# [What you have to do]
Copy every line of the data that includes the string "ground".

==== Given records

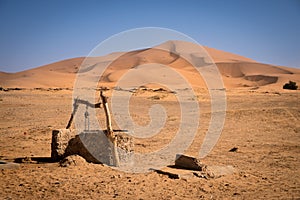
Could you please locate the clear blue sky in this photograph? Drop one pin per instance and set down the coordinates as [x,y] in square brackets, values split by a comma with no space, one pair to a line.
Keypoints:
[36,32]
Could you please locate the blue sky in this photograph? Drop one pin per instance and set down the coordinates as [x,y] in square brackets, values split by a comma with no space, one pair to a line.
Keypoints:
[35,32]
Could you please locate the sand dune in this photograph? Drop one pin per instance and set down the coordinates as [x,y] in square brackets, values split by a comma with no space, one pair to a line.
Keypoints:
[237,71]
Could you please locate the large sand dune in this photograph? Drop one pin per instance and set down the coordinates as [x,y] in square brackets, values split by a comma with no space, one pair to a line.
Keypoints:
[237,71]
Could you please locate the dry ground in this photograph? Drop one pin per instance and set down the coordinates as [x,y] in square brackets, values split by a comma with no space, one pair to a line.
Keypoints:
[264,126]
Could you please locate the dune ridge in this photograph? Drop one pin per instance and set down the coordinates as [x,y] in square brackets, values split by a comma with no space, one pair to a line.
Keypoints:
[237,71]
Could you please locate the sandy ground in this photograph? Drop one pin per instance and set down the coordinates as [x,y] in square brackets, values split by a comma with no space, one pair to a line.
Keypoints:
[262,124]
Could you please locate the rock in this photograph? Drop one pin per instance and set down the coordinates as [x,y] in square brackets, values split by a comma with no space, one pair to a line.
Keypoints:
[73,160]
[60,140]
[93,146]
[8,165]
[188,162]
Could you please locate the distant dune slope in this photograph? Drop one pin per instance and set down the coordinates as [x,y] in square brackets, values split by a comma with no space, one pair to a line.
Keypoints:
[236,71]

========

# [Result below]
Could you please locate the dry ground in this photograph? Drop one pin per instance and set down the coordinates as [x,y] in square brackets, values split by a comma with no space, one pair to a line.
Could you please locate the sandy ground in this photograph? Drop one pin per instance and set down the coordinates as [x,y] in square brackets, values split by a comma with no space, one pair to a line.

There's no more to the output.